▸ **Reading passage**:
I greatly enjoyed that line. It's be even more amusing if suddenly in this format Justice Thomas asked several questions. But still....
My question is will Thomas have to speak to waive his time?
heh
It will be assumed under longstanding precedent. And who would overturn precedent...
Thomas.
I know its a given that you're technically inept if you're a SC Justice but don't they all have underlings at their houses that could set up a video conference and manage it to where they can pretty much all act like they already do? No need for turns or anything.
I assume they have deliberately chosen not to use video because they don't want to create the possibility of the video being leaked, not because they don't know how to do it. (I would add that trying to watch 9 other speakers on a split screen is still a lot, although obviously it's easier than trying to do it over the phone.
Heck, they're not poor, they could set up 9 wide screen TVs, one for each other speaker.
No, I think you're right. They're just doing it in this awkward way to avoid creating a video record. Which is a really, really stupid reason to do it that way.
they could always leak the audio.
Brett,
Do you truly not understand that having SCOTUS hearings on video would mark the End of Civilization as We Know It?
What are you thinking?
I suspect televised oral arguments is one of those areas where we'd probably find plenty of left-right agreement here.
I think its fascinating how the change to electronic venue might influence what gets asked and by who.
I listen to every oral argument audio when they are released (I do that at bedtime. The boring cases make great lullabies. The few exciting ones keep me awake for hours.) I'll listen to these telephonic arguments too and see if I can detect the change.
"...then Justices Ginsburg, Breyer, Alito, Sotomayor, Kagan, Gorsuch, and Kagan."
Surely you mean Kavanaugh? Or does Kagan get to go twice?
She should. She asks some of the best questions.
(I reversed this sequencing in my first book Unprecedented; relying on incorrect information, I wrote that the junior justice speaks first.)
I was taught this as well -- and not by you.
Did it used to be that way?
I don't know about the Supreme Court, but in the Sanhedrin, the rule was that the judges spoke in decreasing order of seniority except in capital cases, where the order was reversed.
According to
The Brethren
, the practice used to be to speak in order of seniority (starting with the Chief Justice) and then for justices to announce their votes in the opposite order (starting with the most junior justice), but then the justices took to stating how they would vote during the speaking phase and hence the separate voting phase was omitted as an unnecessary formality. So the notion that the junior justice speaks first could have an incorrect conclusion derived from being told that (1) the junior justice votes first and (2) voting and speaking have been combined into a single step.

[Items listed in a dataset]

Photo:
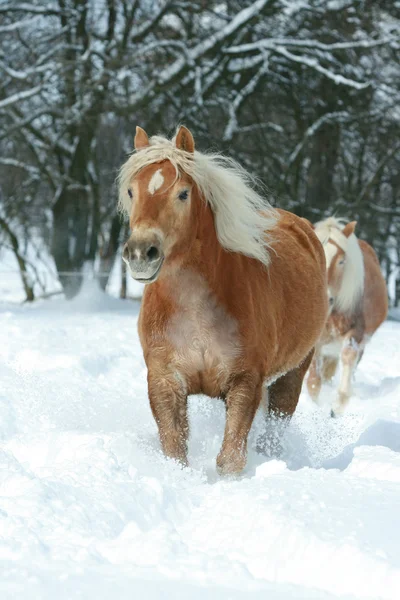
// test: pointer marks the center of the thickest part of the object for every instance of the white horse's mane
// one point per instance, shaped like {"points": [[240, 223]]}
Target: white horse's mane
{"points": [[242, 216], [352, 286]]}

▸ **Exercise brief**: In the comment thread above about Supreme Court oral arguments, what order does the commenter citing The Brethren say the justices once used to announce their votes?

▸ **Worked solution**: They announced their votes in the opposite order of seniority, starting with the most junior justice.